## SET TASK
Copy out the material starting with the line that contains "the hooded jacket." and running through the end of the material, replacing "jacket" with "coat" and leaving everything else as it is.

start DATA FOR PROCESSING

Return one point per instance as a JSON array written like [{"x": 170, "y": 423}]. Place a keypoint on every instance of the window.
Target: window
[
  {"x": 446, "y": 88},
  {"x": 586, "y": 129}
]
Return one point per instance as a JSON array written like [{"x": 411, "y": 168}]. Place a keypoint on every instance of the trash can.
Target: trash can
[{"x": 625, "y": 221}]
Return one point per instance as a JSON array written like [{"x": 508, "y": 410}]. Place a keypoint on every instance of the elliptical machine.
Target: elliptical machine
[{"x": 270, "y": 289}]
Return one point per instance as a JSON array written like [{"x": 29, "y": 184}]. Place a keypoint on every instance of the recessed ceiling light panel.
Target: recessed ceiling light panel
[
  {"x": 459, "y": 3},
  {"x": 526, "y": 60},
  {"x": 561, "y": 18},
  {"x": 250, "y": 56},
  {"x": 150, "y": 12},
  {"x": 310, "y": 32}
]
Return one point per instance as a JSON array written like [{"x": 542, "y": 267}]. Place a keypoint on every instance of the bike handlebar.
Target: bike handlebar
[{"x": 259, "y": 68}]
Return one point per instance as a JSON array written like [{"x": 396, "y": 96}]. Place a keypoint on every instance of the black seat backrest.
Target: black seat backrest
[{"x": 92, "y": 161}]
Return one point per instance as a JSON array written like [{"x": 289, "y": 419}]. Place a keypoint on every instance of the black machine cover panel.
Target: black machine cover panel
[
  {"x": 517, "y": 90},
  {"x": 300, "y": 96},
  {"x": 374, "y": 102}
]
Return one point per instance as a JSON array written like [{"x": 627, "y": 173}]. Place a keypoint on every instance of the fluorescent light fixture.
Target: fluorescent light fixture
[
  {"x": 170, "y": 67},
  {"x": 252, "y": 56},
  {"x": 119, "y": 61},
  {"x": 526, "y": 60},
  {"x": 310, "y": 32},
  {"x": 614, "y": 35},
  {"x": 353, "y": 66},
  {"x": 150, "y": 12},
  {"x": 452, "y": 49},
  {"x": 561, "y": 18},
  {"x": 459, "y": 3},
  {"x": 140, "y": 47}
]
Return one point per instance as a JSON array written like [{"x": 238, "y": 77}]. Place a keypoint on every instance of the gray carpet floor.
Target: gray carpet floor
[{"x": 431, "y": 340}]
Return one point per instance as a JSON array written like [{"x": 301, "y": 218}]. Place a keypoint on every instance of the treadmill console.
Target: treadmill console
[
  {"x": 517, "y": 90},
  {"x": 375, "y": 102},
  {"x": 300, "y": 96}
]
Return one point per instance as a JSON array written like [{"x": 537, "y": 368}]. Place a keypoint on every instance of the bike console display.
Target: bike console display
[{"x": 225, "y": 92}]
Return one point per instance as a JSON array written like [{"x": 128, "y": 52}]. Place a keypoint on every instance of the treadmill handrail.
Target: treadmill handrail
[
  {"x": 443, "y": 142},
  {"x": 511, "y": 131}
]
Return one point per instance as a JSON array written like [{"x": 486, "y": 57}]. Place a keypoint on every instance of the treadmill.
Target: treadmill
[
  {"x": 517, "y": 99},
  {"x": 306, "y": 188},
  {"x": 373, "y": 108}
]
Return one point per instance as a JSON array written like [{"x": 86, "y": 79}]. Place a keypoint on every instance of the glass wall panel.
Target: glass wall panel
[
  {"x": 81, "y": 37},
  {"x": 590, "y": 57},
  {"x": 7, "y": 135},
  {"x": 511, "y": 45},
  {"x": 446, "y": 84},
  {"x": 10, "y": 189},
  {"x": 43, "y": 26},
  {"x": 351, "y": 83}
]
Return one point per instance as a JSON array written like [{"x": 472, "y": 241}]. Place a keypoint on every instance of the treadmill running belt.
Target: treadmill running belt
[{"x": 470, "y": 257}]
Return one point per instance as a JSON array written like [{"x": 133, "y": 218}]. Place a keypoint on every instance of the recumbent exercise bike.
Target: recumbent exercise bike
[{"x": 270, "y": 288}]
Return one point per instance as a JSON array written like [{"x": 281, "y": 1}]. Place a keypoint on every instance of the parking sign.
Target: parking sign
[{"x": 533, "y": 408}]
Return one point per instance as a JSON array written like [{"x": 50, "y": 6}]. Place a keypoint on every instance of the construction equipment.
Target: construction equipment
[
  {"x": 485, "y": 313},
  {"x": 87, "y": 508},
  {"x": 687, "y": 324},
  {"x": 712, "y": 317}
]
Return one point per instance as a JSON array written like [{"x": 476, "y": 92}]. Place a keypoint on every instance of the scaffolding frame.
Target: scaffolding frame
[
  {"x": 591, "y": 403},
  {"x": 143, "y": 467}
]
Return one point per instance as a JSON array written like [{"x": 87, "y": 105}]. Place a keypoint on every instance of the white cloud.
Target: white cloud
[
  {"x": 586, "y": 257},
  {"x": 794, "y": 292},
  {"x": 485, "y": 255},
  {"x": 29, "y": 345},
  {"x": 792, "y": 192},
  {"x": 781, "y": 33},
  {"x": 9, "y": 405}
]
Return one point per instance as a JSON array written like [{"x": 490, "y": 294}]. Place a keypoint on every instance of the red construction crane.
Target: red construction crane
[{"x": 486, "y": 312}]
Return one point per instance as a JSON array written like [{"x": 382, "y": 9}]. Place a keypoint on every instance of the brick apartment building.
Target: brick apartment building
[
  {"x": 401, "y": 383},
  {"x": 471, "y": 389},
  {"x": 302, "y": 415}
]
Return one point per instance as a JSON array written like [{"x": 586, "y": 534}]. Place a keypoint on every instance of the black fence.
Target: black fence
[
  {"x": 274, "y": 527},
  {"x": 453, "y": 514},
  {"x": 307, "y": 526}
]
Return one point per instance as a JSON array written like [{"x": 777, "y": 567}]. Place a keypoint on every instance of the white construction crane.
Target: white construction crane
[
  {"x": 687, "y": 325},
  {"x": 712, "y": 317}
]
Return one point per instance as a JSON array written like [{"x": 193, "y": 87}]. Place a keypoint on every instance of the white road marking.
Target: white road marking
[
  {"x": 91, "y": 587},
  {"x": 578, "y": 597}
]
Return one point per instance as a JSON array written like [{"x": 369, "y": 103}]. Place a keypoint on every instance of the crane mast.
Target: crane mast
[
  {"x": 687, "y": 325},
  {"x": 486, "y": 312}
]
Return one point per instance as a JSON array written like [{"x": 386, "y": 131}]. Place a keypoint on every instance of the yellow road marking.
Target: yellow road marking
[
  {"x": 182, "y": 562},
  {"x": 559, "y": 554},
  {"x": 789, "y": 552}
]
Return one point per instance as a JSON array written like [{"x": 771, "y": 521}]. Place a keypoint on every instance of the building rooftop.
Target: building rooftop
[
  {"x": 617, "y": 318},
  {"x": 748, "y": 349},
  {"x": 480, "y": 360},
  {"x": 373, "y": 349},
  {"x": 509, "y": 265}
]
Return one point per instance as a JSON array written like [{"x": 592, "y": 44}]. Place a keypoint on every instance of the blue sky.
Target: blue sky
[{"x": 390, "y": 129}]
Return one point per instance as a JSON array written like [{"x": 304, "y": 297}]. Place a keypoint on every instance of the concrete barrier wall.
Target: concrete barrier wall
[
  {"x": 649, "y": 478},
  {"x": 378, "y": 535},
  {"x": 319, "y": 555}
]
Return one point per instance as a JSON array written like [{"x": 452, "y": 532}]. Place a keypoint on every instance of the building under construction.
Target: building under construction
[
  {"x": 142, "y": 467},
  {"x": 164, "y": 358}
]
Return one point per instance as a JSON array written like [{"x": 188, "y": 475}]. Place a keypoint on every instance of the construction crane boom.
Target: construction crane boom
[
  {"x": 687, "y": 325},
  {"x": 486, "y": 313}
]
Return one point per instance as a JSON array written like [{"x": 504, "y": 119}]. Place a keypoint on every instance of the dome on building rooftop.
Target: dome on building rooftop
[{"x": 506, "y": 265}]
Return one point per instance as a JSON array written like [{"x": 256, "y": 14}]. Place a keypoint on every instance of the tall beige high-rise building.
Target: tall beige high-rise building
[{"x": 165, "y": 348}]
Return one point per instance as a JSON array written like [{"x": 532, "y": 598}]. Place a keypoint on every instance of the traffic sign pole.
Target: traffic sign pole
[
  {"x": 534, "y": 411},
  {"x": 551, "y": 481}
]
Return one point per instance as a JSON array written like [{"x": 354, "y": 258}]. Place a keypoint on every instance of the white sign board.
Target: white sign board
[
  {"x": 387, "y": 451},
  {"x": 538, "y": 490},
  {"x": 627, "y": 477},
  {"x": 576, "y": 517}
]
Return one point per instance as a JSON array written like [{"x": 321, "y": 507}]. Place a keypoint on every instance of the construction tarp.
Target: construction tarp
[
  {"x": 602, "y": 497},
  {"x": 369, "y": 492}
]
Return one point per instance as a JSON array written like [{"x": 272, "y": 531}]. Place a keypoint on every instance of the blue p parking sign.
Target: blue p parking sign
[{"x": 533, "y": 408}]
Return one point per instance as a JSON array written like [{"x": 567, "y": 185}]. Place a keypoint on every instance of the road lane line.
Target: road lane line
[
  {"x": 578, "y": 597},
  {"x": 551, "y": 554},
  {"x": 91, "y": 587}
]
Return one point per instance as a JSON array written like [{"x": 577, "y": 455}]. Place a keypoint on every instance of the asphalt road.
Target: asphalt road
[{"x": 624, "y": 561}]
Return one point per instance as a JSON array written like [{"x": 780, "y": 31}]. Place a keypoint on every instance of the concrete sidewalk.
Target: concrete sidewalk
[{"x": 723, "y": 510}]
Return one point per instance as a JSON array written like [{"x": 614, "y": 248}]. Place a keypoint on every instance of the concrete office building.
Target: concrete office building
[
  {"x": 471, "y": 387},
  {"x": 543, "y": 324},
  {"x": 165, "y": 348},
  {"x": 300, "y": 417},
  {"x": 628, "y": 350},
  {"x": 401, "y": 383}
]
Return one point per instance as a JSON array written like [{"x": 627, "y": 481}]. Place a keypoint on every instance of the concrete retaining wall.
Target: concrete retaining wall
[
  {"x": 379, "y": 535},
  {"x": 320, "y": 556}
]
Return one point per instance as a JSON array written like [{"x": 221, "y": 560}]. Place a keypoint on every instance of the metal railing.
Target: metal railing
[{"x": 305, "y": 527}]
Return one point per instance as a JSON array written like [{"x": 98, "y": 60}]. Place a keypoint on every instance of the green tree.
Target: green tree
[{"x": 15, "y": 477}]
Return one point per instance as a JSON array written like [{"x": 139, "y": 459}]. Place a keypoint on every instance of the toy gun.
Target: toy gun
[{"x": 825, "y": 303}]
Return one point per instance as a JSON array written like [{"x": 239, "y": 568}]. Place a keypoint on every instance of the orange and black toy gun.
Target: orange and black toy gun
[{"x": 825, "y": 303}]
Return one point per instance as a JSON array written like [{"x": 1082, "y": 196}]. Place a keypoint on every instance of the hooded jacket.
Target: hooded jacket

end DATA FOR PROCESSING

## PROBLEM SOLUTION
Return one point per instance as a JSON array written like [{"x": 1082, "y": 196}]. Place a keypoint on every instance of the hooded coat.
Target: hooded coat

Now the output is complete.